In [1]:
import os
import boto3
import pandas as pd
from botocore.exceptions import NoCredentialsError

# MinIO Configuration
minio_endpoint = 'http://localhost:9000'
minio_access_key = 'minioadmin'
minio_secret_key = 'minioadmin'
raw_bucket = 'raw'
processed_bucket = 'processed'

# Temporary Local Folder for Processing
temp_folder = "C:/TempChinook/"
os.makedirs(temp_folder, exist_ok=True)

# Connect to MinIO
s3_client = boto3.client(
    's3',
    endpoint_url=minio_endpoint,
    aws_access_key_id=minio_access_key,
    aws_secret_access_key=minio_secret_key
)

# Function to List All Files in the Raw Zone
def list_raw_files():
    try:
        print("Listing files in the Raw Zone...")
        response = s3_client.list_objects_v2(Bucket=raw_bucket)
        if 'Contents' in response:
            files = [file['Key'] for file in response['Contents']]
            print(f"Found raw files: {files}")
            return files
        else:
            print("No files found in the Raw Zone.")
            return []
    except Exception as e:
        print(f"Error listing raw files: {e}")
        return []

# Function to Process Raw Data
def process_raw_data():
    try:
        raw_files = list_raw_files()
        if not raw_files:
            print("No raw files to process. Exiting.")
            return

        for raw_file in raw_files:
            print(f"Starting processing for {raw_file}...")
            try:
                # Download raw file from MinIO
                local_raw_file = os.path.join(temp_folder, os.path.basename(raw_file))
                print(f"Downloading {raw_file} from MinIO...")
                s3_client.download_file(raw_bucket, raw_file, local_raw_file)

                # Load raw data into Pandas
                print(f"Processing file: {raw_file}")
                raw_data = pd.read_csv(local_raw_file)

                # Apply light transformations
                processed_data = raw_data.apply(
                    lambda col: col.fillna('').astype(str) if col.dtype == 'object' else col.fillna(0)
                )

                # Save processed data to Parquet format
                local_processed_file = os.path.join(temp_folder, f"{os.path.splitext(raw_file)[0]}_cleaned.parquet")
                processed_data.to_parquet(local_processed_file, index=False)

● DATASET EXCERPTS
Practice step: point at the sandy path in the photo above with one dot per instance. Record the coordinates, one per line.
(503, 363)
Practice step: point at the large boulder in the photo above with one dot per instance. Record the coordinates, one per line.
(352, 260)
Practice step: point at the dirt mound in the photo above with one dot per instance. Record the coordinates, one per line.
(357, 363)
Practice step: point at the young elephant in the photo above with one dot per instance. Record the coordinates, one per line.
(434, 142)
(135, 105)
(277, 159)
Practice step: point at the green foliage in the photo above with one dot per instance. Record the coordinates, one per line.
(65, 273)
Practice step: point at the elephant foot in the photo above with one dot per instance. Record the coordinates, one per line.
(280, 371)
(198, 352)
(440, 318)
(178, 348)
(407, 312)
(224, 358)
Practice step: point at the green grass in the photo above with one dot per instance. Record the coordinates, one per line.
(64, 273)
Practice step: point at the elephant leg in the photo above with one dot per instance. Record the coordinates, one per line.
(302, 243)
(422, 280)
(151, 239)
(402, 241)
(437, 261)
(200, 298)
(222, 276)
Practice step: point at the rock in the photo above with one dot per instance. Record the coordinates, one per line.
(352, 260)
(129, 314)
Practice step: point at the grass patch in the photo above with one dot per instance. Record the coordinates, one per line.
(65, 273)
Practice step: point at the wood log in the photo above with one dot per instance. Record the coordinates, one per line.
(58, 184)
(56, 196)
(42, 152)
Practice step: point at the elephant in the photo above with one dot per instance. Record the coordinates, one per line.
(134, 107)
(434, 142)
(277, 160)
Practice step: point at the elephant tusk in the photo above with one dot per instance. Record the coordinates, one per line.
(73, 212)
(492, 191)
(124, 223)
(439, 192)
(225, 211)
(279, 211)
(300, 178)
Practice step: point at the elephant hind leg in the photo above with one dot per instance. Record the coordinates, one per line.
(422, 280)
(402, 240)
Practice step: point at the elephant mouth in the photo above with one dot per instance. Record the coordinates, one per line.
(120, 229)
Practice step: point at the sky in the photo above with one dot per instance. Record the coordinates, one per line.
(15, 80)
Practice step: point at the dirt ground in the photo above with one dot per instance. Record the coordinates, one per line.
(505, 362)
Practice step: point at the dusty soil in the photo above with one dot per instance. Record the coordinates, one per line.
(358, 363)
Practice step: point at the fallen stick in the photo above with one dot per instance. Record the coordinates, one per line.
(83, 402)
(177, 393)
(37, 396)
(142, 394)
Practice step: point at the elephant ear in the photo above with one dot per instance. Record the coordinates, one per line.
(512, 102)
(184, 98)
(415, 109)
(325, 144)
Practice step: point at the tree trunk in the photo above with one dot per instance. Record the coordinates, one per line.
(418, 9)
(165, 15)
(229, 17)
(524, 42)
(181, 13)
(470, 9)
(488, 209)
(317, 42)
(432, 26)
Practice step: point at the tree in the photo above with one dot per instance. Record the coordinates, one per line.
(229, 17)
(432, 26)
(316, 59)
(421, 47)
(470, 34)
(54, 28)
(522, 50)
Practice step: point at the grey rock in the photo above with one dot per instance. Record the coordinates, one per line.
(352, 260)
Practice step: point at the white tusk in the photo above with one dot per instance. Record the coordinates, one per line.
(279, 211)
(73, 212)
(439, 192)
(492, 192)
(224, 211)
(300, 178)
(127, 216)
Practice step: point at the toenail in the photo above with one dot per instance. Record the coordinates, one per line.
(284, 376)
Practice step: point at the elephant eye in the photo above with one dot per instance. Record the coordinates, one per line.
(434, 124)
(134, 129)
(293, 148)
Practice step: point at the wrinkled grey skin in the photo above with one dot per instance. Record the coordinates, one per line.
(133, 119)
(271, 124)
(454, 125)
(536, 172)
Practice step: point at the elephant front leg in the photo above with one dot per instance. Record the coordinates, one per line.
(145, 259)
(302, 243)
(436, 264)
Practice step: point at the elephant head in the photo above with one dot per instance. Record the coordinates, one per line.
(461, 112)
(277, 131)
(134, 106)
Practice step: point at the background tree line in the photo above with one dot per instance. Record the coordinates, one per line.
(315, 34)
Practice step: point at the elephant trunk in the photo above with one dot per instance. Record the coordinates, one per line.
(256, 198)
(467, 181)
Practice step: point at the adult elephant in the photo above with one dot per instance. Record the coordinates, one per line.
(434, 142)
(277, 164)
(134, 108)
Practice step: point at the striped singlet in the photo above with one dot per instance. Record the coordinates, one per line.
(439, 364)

---

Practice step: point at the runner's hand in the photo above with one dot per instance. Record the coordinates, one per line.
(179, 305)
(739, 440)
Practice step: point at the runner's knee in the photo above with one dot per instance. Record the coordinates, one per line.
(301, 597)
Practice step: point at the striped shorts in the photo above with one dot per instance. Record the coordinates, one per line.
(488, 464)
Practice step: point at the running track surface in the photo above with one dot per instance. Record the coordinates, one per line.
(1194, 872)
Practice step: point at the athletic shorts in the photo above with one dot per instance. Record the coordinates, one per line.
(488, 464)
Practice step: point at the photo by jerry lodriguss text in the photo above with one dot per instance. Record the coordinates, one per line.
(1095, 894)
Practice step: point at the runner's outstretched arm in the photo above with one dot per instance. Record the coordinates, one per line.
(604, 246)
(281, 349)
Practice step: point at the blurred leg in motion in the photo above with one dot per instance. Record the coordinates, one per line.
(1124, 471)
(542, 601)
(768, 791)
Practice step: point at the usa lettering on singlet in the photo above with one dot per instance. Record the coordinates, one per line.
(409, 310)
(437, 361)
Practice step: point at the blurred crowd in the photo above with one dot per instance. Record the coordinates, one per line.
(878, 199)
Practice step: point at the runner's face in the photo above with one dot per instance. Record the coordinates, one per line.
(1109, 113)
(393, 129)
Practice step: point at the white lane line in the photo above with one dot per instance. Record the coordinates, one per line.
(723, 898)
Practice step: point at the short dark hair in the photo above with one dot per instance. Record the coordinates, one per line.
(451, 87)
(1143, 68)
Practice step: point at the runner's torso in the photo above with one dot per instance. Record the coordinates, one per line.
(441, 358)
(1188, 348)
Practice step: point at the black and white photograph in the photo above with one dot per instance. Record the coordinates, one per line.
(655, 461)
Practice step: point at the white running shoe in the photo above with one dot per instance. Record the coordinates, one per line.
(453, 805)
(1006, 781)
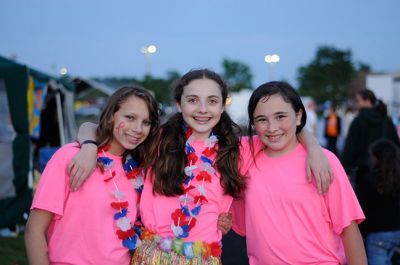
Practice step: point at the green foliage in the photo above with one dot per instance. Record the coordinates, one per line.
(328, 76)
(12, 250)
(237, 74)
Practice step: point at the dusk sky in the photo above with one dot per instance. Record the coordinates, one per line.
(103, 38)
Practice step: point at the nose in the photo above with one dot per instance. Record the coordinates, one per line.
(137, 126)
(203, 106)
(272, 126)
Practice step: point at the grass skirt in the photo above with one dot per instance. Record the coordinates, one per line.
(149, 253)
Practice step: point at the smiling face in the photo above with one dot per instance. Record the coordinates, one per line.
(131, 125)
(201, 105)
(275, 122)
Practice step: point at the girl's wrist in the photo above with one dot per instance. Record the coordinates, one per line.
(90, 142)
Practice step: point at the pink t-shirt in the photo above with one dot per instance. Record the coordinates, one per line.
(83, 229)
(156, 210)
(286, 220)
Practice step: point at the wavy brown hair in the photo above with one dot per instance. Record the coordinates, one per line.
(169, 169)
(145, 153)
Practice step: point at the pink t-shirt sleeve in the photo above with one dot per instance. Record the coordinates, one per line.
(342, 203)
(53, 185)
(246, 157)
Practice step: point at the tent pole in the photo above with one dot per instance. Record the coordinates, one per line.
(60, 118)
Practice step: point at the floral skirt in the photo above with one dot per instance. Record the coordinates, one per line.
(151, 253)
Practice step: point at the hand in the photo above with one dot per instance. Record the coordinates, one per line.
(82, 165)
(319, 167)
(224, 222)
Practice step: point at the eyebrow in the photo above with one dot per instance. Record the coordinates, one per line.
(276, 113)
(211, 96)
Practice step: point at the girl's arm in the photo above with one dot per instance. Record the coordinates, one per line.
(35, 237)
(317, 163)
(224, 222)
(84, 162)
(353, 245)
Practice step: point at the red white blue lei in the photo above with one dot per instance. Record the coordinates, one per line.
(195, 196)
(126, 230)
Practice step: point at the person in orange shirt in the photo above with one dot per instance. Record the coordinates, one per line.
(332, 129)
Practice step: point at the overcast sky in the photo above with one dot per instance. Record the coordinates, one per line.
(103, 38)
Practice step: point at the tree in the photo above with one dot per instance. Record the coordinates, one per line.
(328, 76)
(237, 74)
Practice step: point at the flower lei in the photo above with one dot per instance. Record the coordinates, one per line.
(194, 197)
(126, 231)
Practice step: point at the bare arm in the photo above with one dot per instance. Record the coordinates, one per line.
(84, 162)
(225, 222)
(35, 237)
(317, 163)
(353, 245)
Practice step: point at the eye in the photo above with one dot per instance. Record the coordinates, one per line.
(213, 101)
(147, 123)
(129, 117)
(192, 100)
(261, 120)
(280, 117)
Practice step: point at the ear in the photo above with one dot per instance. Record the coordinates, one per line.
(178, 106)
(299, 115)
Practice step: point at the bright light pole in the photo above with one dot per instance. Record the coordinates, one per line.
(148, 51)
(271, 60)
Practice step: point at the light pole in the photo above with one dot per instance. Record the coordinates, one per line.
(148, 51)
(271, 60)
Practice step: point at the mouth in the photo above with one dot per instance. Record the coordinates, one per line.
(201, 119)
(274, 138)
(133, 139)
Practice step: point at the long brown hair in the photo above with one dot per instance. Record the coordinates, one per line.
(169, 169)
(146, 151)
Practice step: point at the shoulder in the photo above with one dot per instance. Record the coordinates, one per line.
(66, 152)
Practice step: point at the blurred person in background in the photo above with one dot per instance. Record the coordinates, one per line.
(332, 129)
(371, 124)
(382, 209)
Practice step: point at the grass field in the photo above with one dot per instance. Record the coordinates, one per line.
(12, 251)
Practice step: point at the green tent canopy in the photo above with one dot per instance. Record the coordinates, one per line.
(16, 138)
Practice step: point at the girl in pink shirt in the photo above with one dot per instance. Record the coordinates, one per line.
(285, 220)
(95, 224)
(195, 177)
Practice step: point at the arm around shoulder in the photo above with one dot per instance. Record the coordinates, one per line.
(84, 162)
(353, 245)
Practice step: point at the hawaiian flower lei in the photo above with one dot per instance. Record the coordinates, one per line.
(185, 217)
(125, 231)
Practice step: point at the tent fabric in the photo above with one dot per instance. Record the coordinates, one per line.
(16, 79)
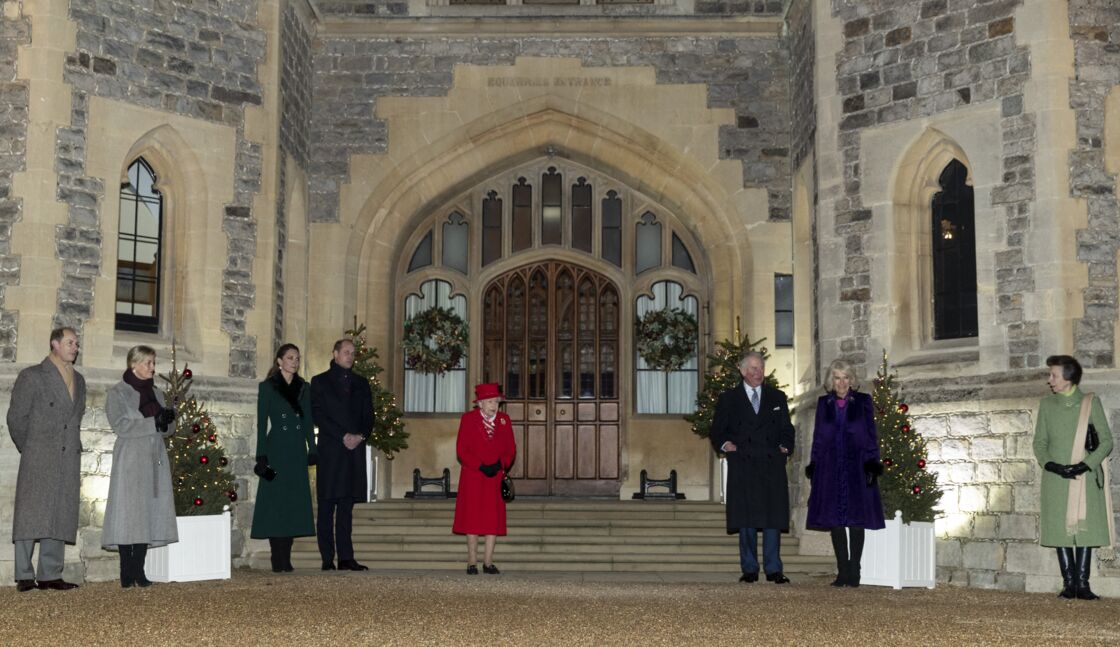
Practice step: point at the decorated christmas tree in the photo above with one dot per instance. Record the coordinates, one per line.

...

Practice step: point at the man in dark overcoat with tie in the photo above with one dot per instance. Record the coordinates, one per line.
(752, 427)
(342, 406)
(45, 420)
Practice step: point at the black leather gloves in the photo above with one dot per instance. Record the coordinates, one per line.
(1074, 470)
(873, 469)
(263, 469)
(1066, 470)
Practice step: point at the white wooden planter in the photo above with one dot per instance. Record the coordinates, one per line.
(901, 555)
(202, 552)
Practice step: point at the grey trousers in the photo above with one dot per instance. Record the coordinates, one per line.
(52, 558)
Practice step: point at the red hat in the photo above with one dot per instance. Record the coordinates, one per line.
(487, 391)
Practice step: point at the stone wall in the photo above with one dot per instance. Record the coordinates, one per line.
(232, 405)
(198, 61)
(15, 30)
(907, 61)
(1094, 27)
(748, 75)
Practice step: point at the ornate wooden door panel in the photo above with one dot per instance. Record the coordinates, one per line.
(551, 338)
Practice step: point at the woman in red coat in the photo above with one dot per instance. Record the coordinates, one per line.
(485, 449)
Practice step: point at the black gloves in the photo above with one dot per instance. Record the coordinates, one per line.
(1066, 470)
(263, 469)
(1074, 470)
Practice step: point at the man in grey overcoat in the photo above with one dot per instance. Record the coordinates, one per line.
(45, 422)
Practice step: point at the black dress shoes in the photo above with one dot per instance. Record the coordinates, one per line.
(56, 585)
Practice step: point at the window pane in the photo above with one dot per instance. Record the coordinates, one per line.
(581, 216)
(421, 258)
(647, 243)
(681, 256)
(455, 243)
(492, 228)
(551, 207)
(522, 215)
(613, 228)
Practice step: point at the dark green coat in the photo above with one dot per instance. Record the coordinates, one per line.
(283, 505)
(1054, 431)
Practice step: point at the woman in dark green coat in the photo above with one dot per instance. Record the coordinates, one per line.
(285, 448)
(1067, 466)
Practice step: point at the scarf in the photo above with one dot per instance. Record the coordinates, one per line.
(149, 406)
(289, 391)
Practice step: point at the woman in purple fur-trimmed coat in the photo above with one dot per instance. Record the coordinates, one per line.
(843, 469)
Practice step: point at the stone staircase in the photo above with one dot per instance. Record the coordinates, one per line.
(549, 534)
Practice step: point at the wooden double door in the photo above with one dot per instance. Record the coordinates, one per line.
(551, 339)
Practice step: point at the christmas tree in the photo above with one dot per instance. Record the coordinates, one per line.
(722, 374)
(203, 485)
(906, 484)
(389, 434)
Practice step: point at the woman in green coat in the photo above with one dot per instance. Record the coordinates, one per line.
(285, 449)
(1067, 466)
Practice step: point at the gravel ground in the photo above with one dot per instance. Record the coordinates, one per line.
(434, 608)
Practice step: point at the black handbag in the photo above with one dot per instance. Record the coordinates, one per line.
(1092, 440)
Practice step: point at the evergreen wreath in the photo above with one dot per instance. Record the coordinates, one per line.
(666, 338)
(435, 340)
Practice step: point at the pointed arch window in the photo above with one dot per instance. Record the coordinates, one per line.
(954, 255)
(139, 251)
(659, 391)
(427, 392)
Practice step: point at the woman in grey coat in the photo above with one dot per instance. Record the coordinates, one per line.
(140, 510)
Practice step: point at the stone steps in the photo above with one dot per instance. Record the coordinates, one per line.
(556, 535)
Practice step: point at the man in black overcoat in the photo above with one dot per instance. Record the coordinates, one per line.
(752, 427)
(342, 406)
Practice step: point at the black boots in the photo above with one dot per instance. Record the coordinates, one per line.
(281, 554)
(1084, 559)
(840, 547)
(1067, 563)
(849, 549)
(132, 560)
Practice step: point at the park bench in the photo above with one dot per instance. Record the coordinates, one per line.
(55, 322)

● THE TASKS
1. In the MinIO processing script, switch "local_processed_file" to "output_path" and reproduce the portion between "# Save processed" and "processed_data.to_parquet(local_processed_file, index=False)", inclusive.
2. In the MinIO processing script, what does the function process_raw_data do when list_raw_files returns no files, and why?
3. List every variable assigned under the "# MinIO Configuration" comment in the MinIO processing script, together with its value.

● ANSWERS TO THE EXERCISE
1.
# Save processed data to Parquet format
                output_path = os.path.join(temp_folder, f"{os.path.splitext(raw_file)[0]}_cleaned.parquet")
                processed_data.to_parquet(output_path, index=False)

2. It prints "No raw files to process. Exiting." and returns without processing anything. It does this because the list of raw files is empty, so there is nothing in the Raw Zone to process.

3.
- minio_endpoint = 'http://localhost:9000'
- minio_access_key = 'minioadmin'
- minio_secret_key = 'minioadmin'
- raw_bucket = 'raw'
- processed_bucket = 'processed'